Records from a data collection
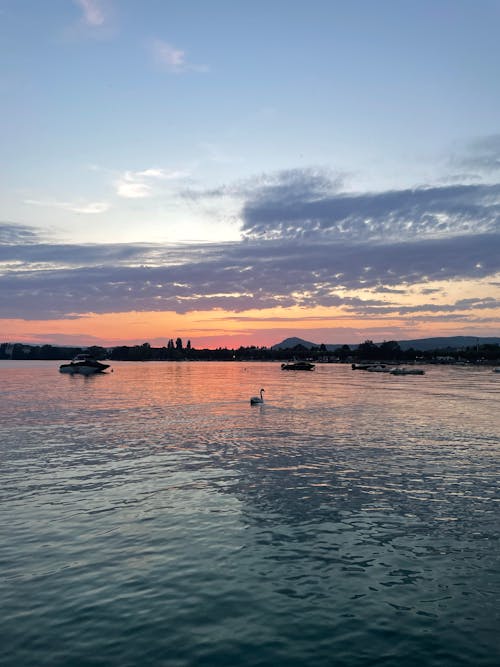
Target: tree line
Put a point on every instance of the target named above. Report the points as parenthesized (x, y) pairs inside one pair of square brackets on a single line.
[(388, 351)]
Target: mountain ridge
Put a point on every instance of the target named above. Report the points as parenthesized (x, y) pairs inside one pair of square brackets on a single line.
[(437, 342)]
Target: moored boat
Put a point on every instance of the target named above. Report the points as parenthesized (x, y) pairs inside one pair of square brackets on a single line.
[(407, 371), (297, 366), (83, 364)]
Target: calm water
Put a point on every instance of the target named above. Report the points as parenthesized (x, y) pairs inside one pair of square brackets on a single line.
[(151, 516)]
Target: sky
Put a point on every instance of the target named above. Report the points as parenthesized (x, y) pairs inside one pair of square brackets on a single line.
[(235, 173)]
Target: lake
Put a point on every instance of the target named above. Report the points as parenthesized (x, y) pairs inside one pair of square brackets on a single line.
[(152, 516)]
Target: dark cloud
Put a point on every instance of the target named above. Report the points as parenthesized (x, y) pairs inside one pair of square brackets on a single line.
[(304, 243), (271, 212)]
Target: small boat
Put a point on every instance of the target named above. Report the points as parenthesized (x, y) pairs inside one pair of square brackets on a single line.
[(407, 371), (297, 366), (83, 364)]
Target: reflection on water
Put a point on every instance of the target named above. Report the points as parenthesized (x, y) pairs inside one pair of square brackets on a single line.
[(153, 516)]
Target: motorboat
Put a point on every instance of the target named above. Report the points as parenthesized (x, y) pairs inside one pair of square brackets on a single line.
[(298, 366), (83, 364), (407, 371), (371, 367)]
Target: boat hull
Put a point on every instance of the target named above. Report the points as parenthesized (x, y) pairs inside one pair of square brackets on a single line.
[(83, 368), (298, 366)]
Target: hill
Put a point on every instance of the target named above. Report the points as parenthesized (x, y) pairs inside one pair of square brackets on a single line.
[(439, 342)]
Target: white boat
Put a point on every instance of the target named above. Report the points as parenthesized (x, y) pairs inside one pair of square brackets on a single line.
[(83, 364)]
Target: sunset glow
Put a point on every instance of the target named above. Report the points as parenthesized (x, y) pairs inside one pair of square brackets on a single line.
[(183, 189)]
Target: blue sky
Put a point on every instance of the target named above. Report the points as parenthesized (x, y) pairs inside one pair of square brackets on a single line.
[(351, 128)]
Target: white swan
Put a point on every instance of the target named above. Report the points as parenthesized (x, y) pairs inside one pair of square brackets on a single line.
[(257, 399)]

§ **What needs to be done**: Omit every image. Quote each record exactly.

§ **Response area**:
Target: tree line
Put a point on every instance of the target named above. Report the points as parenthesized (x, y) pairs inside one pair of square brackets on a single line.
[(388, 351)]
Target: mountain ridge
Put a point on every instance of the target named above. Report the points as parenthesized (x, y) pairs inside one pair of square brackets on a single line.
[(437, 342)]
Target: moored boat
Put a point on every instance of the target named above. Report the points as parenthesized (x, y) pairs inside one pair of square brackets on a single line.
[(407, 371), (297, 366), (83, 364)]
Target: calm water
Put a point on every instance of the target named above. Report the points as parenthesized (x, y) pairs inside one pair of square brackets on a single line.
[(151, 516)]
Target: sky
Put a point on every instance of the target named above. Report the points as parenthesized (x, y) pairs inside one pair of square brackets on a single line.
[(235, 173)]
Target: lake
Put a point on every instance of the target named above. Report the points as parenthesized (x, y) pairs inside one pair of square brackets on a single line.
[(152, 516)]
Target: dark cloud
Put a point on every instance of the target named above. Report the points as parenthesized (x, y) pairs inside one pair of square brackets on a single line.
[(304, 243), (271, 212)]
Target: small boat
Put a point on every instance of the target named above. Report the points as parenthesized (x, y) pairs inside one pair of square brackets on a single line.
[(407, 371), (297, 366), (83, 364)]
Target: reflection on water
Put a point on every instance of the target named above. Report the points as parenthesized (x, y) pairs inside one pair of square brackets on a single line.
[(153, 516)]
Target: motorboat
Put a point on every instance of the target named above. Report the points as parenthesized (x, y) pairs inside one pair of square brackets on a single line.
[(298, 366), (83, 364), (407, 371), (371, 367)]
Target: boat hull
Put a point on every instance of the target named above. Report the points as parenthesized (x, y) pairs inside one pair of square brackets on a single line.
[(83, 368), (298, 366)]
Target: hill
Put a point on every instance of the target named above. Report the points as parenthesized (x, y) pairs inside one pair of square brackets on a single line.
[(439, 342)]
Target: white boat
Put a point on every instance of the target named above. Report the points as parenthesized (x, y) pairs inside one pair of square brackets on a single line.
[(83, 364)]
Target: sunset glow
Put a point on every instance of the target named above. Report the points as parenthesized (x, y) pairs inside one pair of square brackets on a single line.
[(183, 189)]
Target: blue sky
Put a point on every instance of the target named above. Report the points as parenthesized (x, y) pairs inside one pair of square brackets on a single line.
[(351, 128)]
Target: white swan
Put a point on every instance of the target named above. Report the points as parenthesized (x, y) pairs inside one pair of square brackets on a single line.
[(257, 399)]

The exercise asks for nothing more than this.